— Start Recorded information —

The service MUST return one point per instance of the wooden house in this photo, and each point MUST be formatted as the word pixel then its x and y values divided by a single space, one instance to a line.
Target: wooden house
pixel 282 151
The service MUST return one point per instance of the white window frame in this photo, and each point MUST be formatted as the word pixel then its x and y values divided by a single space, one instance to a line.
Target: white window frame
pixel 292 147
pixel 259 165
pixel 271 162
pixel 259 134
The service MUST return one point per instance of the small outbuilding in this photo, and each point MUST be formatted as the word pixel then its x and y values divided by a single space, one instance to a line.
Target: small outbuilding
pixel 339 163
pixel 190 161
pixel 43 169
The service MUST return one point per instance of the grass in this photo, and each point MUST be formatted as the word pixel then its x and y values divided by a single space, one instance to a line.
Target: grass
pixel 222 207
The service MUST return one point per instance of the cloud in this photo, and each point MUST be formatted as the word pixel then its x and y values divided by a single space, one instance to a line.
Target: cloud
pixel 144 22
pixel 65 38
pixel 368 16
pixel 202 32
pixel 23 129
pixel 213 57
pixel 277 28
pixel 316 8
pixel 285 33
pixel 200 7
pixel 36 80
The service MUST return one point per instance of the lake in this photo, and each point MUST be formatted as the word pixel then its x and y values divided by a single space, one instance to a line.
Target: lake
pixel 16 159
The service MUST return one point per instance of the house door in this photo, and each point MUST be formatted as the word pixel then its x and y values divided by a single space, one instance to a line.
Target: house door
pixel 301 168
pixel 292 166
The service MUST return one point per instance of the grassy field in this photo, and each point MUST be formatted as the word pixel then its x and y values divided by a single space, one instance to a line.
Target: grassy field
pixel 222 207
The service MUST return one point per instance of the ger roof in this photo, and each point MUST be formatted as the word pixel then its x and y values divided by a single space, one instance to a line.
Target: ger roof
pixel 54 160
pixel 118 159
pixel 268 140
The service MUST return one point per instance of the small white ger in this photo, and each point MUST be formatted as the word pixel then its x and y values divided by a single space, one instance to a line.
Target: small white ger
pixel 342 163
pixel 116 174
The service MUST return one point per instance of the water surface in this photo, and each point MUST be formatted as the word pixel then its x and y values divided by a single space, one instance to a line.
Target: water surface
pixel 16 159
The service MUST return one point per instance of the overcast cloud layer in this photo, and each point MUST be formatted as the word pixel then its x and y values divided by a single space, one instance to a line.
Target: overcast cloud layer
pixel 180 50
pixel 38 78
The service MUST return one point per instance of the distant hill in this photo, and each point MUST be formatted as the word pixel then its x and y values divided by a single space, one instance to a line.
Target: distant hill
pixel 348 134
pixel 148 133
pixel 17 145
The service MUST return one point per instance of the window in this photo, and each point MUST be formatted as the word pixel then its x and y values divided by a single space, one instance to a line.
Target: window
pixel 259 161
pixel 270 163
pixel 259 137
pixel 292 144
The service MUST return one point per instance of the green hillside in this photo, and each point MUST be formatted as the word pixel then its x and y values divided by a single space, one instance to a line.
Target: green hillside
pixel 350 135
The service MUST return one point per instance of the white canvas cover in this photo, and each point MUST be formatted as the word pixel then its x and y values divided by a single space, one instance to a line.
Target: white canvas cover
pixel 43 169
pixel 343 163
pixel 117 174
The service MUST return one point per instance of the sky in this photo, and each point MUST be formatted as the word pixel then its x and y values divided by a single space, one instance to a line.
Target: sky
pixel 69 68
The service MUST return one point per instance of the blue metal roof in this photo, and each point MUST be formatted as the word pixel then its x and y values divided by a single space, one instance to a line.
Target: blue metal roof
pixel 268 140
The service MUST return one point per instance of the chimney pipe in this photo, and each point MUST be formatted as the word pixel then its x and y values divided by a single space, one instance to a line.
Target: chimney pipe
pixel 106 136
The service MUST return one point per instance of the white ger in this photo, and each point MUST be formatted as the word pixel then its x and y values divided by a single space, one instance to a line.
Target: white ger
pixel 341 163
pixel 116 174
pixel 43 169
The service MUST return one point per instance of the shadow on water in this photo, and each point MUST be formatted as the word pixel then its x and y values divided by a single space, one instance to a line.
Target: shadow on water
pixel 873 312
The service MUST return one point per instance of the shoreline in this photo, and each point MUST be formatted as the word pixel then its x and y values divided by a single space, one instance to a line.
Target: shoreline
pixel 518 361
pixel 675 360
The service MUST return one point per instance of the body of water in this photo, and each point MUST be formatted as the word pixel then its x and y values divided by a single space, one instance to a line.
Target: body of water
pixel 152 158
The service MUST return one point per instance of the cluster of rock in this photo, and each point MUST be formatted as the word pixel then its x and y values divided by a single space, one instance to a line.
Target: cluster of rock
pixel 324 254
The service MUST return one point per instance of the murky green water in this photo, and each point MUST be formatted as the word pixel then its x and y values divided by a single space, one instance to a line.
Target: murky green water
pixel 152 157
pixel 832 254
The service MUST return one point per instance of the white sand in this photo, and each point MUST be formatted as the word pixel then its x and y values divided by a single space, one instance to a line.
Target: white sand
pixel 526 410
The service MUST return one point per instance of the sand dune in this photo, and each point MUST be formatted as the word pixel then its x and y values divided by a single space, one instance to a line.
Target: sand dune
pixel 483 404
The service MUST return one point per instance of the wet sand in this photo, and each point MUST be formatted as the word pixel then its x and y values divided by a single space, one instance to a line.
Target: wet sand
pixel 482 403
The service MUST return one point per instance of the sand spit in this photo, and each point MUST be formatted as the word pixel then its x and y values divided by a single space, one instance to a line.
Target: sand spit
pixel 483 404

— End Recorded information —

**Task**.
Copy the listing above line for line, without changing a single character.

**Exercise result**.
The service MUST return one point per instance of the wooden house in this photo, and each point MUST be formatted as the word pixel then its x and y values divided by a single space, one instance to a line.
Target: wooden house
pixel 282 151
The service MUST return one point per instance of the white window frame in this photo, and each point MUST be formatted as the word pixel then its x and y values divided by a single space, one instance to a line.
Target: white window frame
pixel 292 147
pixel 259 165
pixel 271 162
pixel 259 134
The service MUST return one point per instance of the small outbuilding in this photo, and each point MUST be formatted as the word pixel then its x and y values divided by a single space, one instance to a line.
Target: small outbuilding
pixel 339 163
pixel 190 161
pixel 43 169
The service MUST return one point per instance of the grass in this photo, and each point MUST be formatted as the word pixel then its x and y values divided by a single space, one instance to a line.
Target: grass
pixel 222 207
The service MUST return one point per instance of the cloud in this photo, and each point MUST be formatted as the word pixel then its x and y values divided by a single space, one instance to a line.
Target: cloud
pixel 144 22
pixel 65 38
pixel 368 16
pixel 202 32
pixel 23 129
pixel 213 57
pixel 277 28
pixel 316 8
pixel 285 33
pixel 200 7
pixel 36 80
The service MUST return one point per instance of the lake in this photo, and each point MUST be formatted as the word pixel then its x and y values divided by a single space, one instance to a line.
Target: lake
pixel 16 159
The service MUST return one point per instance of the house door in this photo, and each point MUST be formatted as the word pixel then its x and y values divided by a single space, one instance to a line.
Target: house door
pixel 301 168
pixel 292 166
The service MUST return one point per instance of the grassy field in this photo, and each point MUST be formatted as the word pixel then its x and y values divided by a single space, one instance to a line.
Target: grassy field
pixel 222 207
The service MUST return one point per instance of the ger roof in this photo, and each point MUST be formatted as the word pixel then its x and y values divided by a single space, one instance to a line.
Target: ger roof
pixel 54 160
pixel 118 159
pixel 268 140
The service MUST return one point per instance of the small white ger in this photo, and each point MUST be formatted as the word pixel then its x and y values divided by a single space, one instance to a line.
Target: small white ger
pixel 342 163
pixel 116 174
The service MUST return one point per instance of the water surface in this photo, and each point MUST be formatted as the word pixel then its x and y values divided by a single space, one instance to a line.
Target: water surface
pixel 16 159
The service MUST return one point per instance of the overcast cloud layer in this photo, and each point MUST be formatted as the word pixel then its x and y values divided by a single space, one instance to a line.
Target: overcast cloud layer
pixel 180 50
pixel 38 78
The service MUST return one point per instance of the distant hill in this photo, and each point MUST be formatted as the word pixel then its x and y values divided by a single space, one instance to a line.
Target: distant hill
pixel 348 134
pixel 148 133
pixel 17 145
The service MUST return one point per instance of the window in this photo, and each point MUST be formatted as the word pixel then its x and y values divided by a single space, one instance to a line.
Target: window
pixel 259 161
pixel 270 163
pixel 259 137
pixel 292 144
The service MUST return one point per instance of the green hillside in this photo, and each point MUST be formatted as the word pixel then its x and y values divided by a single space, one instance to a line.
Target: green hillside
pixel 350 135
The service MUST return one point per instance of the white canvas cover in this photo, and each point MUST be formatted as the word pixel then its x and y values divided by a single space, one instance to a line.
Target: white canvas cover
pixel 43 169
pixel 343 163
pixel 117 174
The service MUST return one point per instance of the sky in this photo, and each point MUST be formatted as the word pixel then its x and y values divided by a single space, one instance to a line.
Target: sky
pixel 69 68
The service MUST return one point per instance of the blue metal roof in this photo, and each point MUST be formatted as the word pixel then its x and y values divided by a single space, one instance to a line.
Target: blue metal roof
pixel 268 140
The service MUST return one point per instance of the chimney pipe in this photo, and each point MUST be formatted as the word pixel then its x and y values divided by a single space, one instance to a line.
Target: chimney pipe
pixel 106 136
The service MUST return one point per instance of the white ger in this photo, and each point MUST be formatted as the word pixel then its x and y values divided by a single space, one instance to a line.
Target: white ger
pixel 341 163
pixel 116 174
pixel 43 169
The service MUST return one point per instance of the shadow on water in this photo, and each point MUST be formatted as the word pixel then its x and y values divided by a single space, one instance to a line.
Target: shadow on water
pixel 873 312
The service MUST return one point per instance of the shoreline in this photo, and each point MUST be formatted as the word pixel then its x and y values divided by a single space, one instance to a line.
Target: shoreline
pixel 518 361
pixel 675 360
The service MUST return one point per instance of the body of water in this photo, and each point MUST be formatted as the word pixel then its x and y values divided by a single space, one instance to a line.
Target: body of water
pixel 152 158
The service MUST return one point per instance of the cluster of rock in this photo, and each point MUST be formatted as the word pixel then its x and y values divided by a single space, one instance to a line.
Target: cluster of rock
pixel 324 254
The service MUST return one point per instance of the murky green water in this photo, and each point MUST be formatted as the word pixel then its x and y values divided by a single space, one instance to a line.
Target: murky green water
pixel 152 157
pixel 832 254
The service MUST return one point per instance of the white sand in this photo, and each point MUST be formatted as the word pixel then its x and y values divided by a single space, one instance to a line.
Target: white sand
pixel 526 410
The service MUST return one point per instance of the sand dune in this photo, and each point MUST be formatted as the word pixel then its x and y values divided by a single space, one instance to a line.
Target: sand dune
pixel 483 404
The service MUST return one point per instance of the wet sand in this photo, and each point MUST be formatted as the word pixel then its x and y values divided by a single space, one instance to a line.
Target: wet sand
pixel 482 403
The service MUST return one point per instance of the sand spit in this photo, and each point MUST be formatted as the word pixel then its x and y values divided by a single space, one instance to a line.
Target: sand spit
pixel 483 404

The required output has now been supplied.